- **PROBLEM A**
Please reproduce the part of the battery backup pump thread from "Couldn't find on" to "costs over $50-60.".
- **PROBLEM B**
In the battery backup pump thread, how many hours is the Air Pod pump supposed to last?
- **PROBLEM C**
Carry the battery backup pump thread on from the point where it stops.

# LF Air pod battery back up pump



## canada koi online (Aug 2, 2010)

Couldn't find on search. I was wondering if there is anywhere in the GTA that carries the Penn Plax Air Pod battery back up pump.

I can get them on ebay but usually costs over $50-60.

Prefer this one since it's supposed to last 150 hours. However, if you guys know of any other brands, let me know as well.


----------



## canada koi online (Aug 2, 2010)

Found some at Big Al's for $66.99 plus tax, which is more than on ebay. Anyone else seen these around?


----------



## bigfishy (Jun 19, 2009)

canada koi online said:


> Found some at Big Al's for $66.99 plus tax, which is more than on ebay. Anyone else seen these around?


I think I've seen them in Lucky's Aquarium for $70 (tax included)


----------



## AquaNeko (Jul 26, 2009)

- **DATA EXCERPTS**
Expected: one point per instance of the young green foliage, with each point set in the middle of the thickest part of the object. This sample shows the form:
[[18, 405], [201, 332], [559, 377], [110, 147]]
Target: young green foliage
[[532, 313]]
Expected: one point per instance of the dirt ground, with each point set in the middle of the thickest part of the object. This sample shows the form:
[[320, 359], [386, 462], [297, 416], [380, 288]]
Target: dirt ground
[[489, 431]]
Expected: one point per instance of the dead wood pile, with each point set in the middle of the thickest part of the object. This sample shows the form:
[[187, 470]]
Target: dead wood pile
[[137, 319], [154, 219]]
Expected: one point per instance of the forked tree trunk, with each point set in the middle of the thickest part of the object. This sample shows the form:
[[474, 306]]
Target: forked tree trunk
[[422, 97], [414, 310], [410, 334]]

...

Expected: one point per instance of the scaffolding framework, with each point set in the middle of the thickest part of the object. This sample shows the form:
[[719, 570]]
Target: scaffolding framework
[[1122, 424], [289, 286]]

- **FINAL ANSWER A**
Couldn't find on search. I was wondering if there is anywhere in the GTA that carries the Penn Plax Air Pod battery back up pump.

I can get them on ebay but usually costs over $50-60.

- **FINAL ANSWER B**
150 hours.

- **FINAL ANSWER C**
canada koi online said:


> Couldn't find on search. I was wondering if there is anywhere in the GTA that carries the Penn Plax Air Pod battery back up pump.
> 
> I can get them on ebay but usually costs over $50-60.
> 
> Prefer this one since it's supposed to last 150 hours. However, if you guys know of any other brands, let me know as well.


150hr MTBF??

If so I would run that unit for 7 days 24/7 and see if it lasts. My PennPlex B11 stopped working after my longest contuious running of it for about 3-4 days straight while changing the D cell AA adaptors every day.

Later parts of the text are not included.